=== Study text ===

The produced BAM files from BWA were filtered for sequences with a mapping quality of at least 30. Duplicate removal was carried out on those reads that showed identical start and end coordinates only by the DeDup software. The tools were integrated into the EAGER-pipeline [32].
The qualities of mitogenome mapping were measured by the mapping ratio, average coverage and run time. The mapping ratio refers to the ratio of reads mappable to the mitochondrial reference. The average coverage means the number of times the mitogenome is sequenced. The runtime counts the consumed CPU time consumption of mapping processing, instead of using elapsed time, which includes for example, waiting for input/output operations or entering low-power mode.
De novo assembly for SS-ref
In order to produce the optimal SS-ref, three modified de novo assembly strategies were compared based on the NGS data from A1. They were different in the NGS read sets, including all clean read sets, homologous read sets filtered by BLAST or by BWA mapping. De novo assembly was performed using SOAPdenove2 [33] by default parameters with the best k-mer size estimated by KmerGennie [34]. The detailed assembly information was as follows.
(1) “Denovo”: the de novo assembly directly by all clean [22, 34]. All clean data from NGS were put into SOAPdenovo2, and produced contigs. Then contigs were aligned to NC_000845.1 using MEGA6, and produced a consensus [22].
(2) “BLAST_denovo”: the de novo assembly by homologous read sets filtered from clean data by BLAST. Clean data were filtered against a reference panel composed of all complete Sus Scrofa mitochondrial genome sequences (219) downloaded from NCBI database by the BLAST tool with the blastn command, and then these sets were put into SOAPdenovo2 for de novo assembly.

=== Record excerpts ===

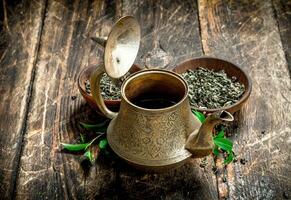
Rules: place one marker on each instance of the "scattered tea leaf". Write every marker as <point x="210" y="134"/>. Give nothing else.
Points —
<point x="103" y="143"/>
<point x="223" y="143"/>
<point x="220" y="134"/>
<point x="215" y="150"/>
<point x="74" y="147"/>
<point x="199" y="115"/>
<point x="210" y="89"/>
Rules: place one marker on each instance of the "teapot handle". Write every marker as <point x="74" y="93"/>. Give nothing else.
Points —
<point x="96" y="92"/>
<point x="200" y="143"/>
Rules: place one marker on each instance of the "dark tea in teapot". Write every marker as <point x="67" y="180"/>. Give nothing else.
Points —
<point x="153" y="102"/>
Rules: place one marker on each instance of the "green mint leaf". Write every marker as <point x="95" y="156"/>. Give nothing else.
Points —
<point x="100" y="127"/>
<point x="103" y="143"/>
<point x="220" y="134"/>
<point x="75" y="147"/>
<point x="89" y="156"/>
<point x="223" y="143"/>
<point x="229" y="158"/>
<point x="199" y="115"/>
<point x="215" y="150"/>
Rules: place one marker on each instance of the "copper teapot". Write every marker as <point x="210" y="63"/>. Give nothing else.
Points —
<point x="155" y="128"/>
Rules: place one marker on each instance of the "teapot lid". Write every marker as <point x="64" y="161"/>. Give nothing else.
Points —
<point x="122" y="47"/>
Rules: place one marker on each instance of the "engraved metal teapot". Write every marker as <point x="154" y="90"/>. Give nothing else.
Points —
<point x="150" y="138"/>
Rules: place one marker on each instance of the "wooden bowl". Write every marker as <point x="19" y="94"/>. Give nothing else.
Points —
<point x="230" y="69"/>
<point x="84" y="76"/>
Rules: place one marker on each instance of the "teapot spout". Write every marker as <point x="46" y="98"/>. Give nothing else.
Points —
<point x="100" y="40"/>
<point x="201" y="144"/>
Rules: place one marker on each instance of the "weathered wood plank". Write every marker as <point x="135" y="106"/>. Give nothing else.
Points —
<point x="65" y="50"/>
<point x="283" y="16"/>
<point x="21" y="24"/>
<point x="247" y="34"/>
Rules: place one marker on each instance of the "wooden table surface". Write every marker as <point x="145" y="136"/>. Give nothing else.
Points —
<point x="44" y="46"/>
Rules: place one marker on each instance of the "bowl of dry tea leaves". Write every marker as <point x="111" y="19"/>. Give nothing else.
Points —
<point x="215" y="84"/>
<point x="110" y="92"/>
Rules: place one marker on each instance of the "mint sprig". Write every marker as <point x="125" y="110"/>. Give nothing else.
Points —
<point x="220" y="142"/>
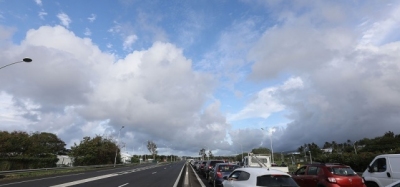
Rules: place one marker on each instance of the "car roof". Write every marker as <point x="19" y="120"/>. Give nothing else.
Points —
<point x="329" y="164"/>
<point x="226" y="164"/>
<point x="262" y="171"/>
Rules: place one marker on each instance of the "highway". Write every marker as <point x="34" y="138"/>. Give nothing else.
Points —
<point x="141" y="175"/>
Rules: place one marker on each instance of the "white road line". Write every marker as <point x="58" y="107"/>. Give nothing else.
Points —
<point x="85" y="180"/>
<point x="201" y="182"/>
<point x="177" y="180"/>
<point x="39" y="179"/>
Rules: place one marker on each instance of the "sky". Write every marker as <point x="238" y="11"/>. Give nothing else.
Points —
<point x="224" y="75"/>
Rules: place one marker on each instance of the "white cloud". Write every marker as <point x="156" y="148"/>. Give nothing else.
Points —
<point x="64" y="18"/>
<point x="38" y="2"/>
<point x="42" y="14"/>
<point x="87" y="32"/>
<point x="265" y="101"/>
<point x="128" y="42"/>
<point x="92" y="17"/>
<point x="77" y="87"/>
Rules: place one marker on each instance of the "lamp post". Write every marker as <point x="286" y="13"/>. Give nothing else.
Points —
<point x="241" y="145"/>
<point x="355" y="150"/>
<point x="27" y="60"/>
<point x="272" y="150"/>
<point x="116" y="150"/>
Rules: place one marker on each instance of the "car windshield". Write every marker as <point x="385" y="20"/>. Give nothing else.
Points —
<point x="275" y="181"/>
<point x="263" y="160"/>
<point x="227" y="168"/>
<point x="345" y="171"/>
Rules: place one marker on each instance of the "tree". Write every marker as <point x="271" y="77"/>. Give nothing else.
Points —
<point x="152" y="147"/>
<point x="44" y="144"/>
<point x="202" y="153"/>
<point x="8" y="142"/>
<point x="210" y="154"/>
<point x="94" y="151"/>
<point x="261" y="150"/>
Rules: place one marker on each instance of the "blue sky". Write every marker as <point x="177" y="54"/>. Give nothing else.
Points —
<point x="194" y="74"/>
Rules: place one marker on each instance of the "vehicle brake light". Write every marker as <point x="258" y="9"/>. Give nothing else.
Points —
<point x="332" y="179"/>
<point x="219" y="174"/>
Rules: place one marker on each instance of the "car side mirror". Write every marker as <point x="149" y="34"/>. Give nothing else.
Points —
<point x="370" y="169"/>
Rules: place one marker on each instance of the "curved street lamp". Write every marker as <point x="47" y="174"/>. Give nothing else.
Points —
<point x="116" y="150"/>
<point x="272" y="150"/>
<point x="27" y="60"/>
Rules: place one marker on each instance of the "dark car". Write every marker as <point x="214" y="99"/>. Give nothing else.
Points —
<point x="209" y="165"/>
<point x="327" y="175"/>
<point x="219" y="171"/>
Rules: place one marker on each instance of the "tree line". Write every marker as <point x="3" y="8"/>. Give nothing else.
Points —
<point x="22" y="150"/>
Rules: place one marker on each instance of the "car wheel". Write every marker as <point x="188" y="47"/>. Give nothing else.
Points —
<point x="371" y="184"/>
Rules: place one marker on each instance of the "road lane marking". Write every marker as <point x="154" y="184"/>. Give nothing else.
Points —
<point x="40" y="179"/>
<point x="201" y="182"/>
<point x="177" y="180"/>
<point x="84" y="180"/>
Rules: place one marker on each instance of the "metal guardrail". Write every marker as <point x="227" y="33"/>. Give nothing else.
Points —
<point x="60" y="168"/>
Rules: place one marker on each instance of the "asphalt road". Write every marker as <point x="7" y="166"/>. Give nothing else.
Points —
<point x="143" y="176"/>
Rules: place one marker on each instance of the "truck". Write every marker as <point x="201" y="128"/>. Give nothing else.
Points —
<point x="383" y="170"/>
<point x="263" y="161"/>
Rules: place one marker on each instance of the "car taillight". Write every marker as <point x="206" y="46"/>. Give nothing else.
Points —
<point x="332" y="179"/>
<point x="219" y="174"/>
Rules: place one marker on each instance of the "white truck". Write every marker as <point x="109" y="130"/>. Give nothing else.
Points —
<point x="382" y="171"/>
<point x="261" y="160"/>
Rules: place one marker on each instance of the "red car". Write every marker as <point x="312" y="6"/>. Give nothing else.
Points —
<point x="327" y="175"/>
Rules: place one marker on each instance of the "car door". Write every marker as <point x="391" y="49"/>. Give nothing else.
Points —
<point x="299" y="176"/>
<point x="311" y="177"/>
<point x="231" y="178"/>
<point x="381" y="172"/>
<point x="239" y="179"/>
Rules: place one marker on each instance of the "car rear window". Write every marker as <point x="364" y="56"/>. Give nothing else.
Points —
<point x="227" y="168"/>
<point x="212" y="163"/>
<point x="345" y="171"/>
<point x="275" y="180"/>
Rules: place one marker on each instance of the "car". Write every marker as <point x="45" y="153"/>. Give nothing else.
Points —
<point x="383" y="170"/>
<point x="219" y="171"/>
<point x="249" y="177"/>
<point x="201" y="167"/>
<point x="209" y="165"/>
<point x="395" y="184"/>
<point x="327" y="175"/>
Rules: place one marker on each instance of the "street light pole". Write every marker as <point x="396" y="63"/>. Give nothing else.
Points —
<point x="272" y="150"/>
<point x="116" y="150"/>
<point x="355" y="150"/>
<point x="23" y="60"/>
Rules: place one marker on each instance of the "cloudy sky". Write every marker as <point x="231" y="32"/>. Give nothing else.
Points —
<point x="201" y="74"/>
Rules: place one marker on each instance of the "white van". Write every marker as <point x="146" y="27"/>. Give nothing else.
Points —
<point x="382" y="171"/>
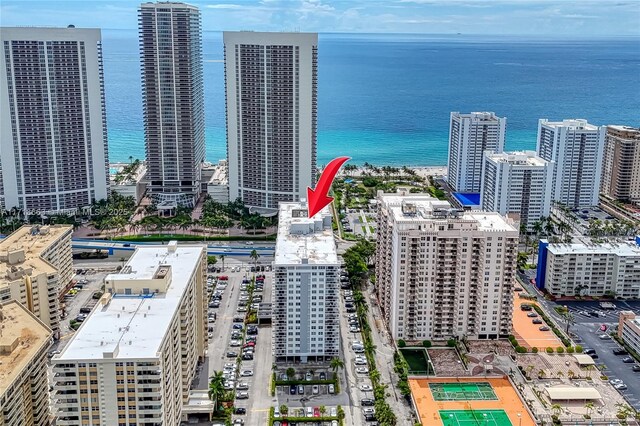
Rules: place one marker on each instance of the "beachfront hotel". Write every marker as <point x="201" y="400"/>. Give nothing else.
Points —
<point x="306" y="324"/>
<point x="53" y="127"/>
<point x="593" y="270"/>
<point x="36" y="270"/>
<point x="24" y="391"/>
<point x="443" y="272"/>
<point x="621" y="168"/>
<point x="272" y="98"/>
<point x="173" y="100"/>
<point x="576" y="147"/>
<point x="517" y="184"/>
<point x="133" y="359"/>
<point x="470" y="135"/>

===

◆ Parts of the exercise ◆
**a.** In the mitogenome assembly text, what minimum mapping quality did sequences need to pass the BAM file filter?
**b.** Decide whether each statement agrees with the mitogenome assembly text, answering yes or no and quoting the deciding words: (i) DeDup removed duplicates among reads that had identical start and end coordinates. (ii) Runtime was measured as elapsed time. (iii) The BLAST reference panel held 219 complete Sus Scrofa mitochondrial genome sequences.
**c.** Extend the mitogenome assembly text, starting right after its final sentence.

◆ Written responses ◆
**a.** A mapping quality of at least 30.

**b.**
(i) Yes: "Duplicate removal was carried out on those reads that showed identical start and end coordinates only by the DeDup software"
(ii) No: "The runtime counts the consumed CPU time consumption of mapping processing, instead of using elapsed time"
(iii) Yes: "all complete Sus Scrofa mitochondrial genome sequences (219)"

**c.**
(3) “BWA_denovo”: the de novo assembly by homologous read sets filtered from clean data by BWA. Clean reads were mapped against the above-mentioned reference panel to filter homologous sequences of each sample by BWA, and then these sequences were assembled by SOAPdenovo2.
To assess the three de novo assembly strategies, the indicators including the N50, consensus length, coverage and sequence polymorphism resulted from each strategy were measured.
SNP calling of mitochondrial genomes
Three variation callers, i.e, SAMtools 1.3.1 [35], VarScan 2.3.9 [36] and GATK 3.7 [37], were respectively applied with different parameter combinations detailed in Table 2 to bam files resulting from mitogenome alignments. These parameters were selected to ensure comparability among different callers. The minimum base quality required to consider a base for calling was set to be 30.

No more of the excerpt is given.